Thursday, February 14, 2013

House Tour: The Larder

**We moved in November and we are just now starting to get situated and unpacking all of the stuff we brought with us.  Not just unpacking, but making it our home.  Here's a virtual tour:



We have a room in our house we call the "larder" or the "fruit room".  I'm trying to call it the larder because it contains so much more than fruit.  

This is the view from the door.  The freezer contains our personal meat/frozen food supply.

I'll give you a tour of the larder, but late winter is the wrong time to show it.  We've been eating a lot of this food over the winter!!  So, this is the inventory as of the middle of February....

This is our jelly/jam shelf.  There's chokecherry, plum, peach, blueberry, jalapeno, strawberry.
It's also the syrup shelf:  plum and blueberry -- both excellent on pancakes and waffles.

## Collected material:
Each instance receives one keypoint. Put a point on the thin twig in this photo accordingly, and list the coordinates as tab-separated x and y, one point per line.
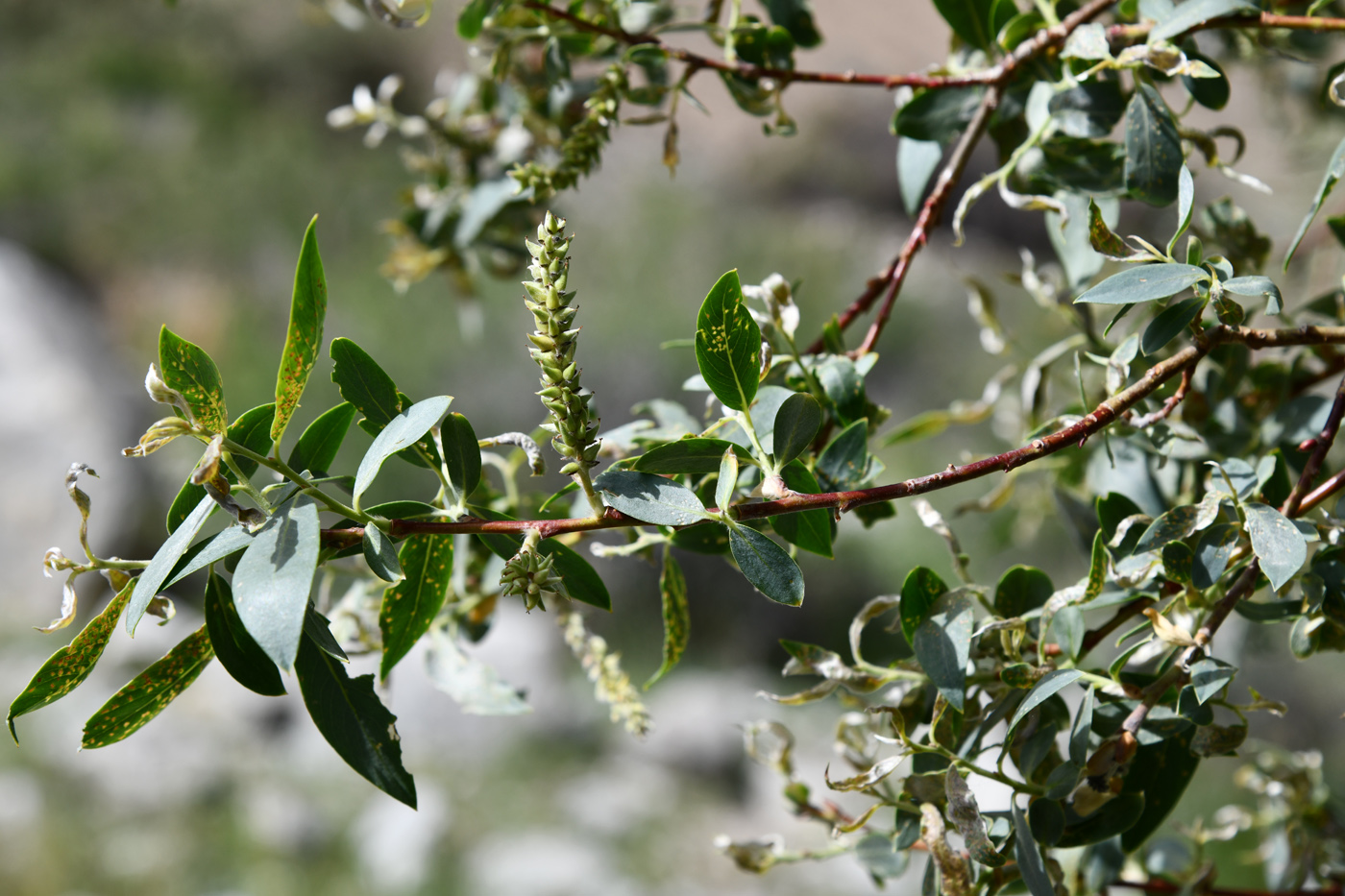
1078	433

## Instructions:
- 1) In the house tour post about the larder, which two syrups are kept on the jelly/jam shelf?
- 2) Render this sentence from the house tour post into Spanish: "I'm trying to call it the larder because it contains so much more than fruit."
- 3) Extend the house tour post about the larder beyond its last sentence.

## Exercise responses:
- 1) Plum and blueberry.

- 2) Intento llamarlo la despensa porque contiene mucho más que fruta.

- 3)
I will probably make syrup this year, but no more jelly/jam (unless the chokecherries bear well, then we ALWAYS make more chokecherry jelly).


Pickled good are on top of this shelf.  Cucumber pickles, relishes, bread and butter pickles, pickled beets.  My dear Hubby does not like my pickled beets.  He likes his mother's recipe.  I didn't know this when I pickled bushels of beets two year ago.  Therefore, I eat a lot of pickled beets.  (He also doesn't like bread and butter pickles...oh well, more for me!)  The empty shelf will be canned beans, it's on my list to do!

This is a tomato shelf.  On the top left is quarts of ketchup, then yellow salsa, red salsa and BBQ sauce on the right.  The second shelf is quarts of tomato sauce on the left and spaghetti sauce on the right.  I obviously did not make enough spaghetti sauce or pizza sauce...I'm out!

Fruit on the top shelf:  Applesauce on the left (We thought we were out of applesauce so finding these jars when we unpacked was a pleasant surprise.  All of our kids loved applesauce as a baby food, especially mixed with other foods, so we used a lot of it.  Usually I'm gifted with pails and pails of apples in the fall, but this years crop did not do well so NO APPLES and no applesauce for this house in 2012.), sliced peaches in the middle and pitted cherries on the right.
The bottom shelf is canned veggies:  sauerkraut on the left and peas next door.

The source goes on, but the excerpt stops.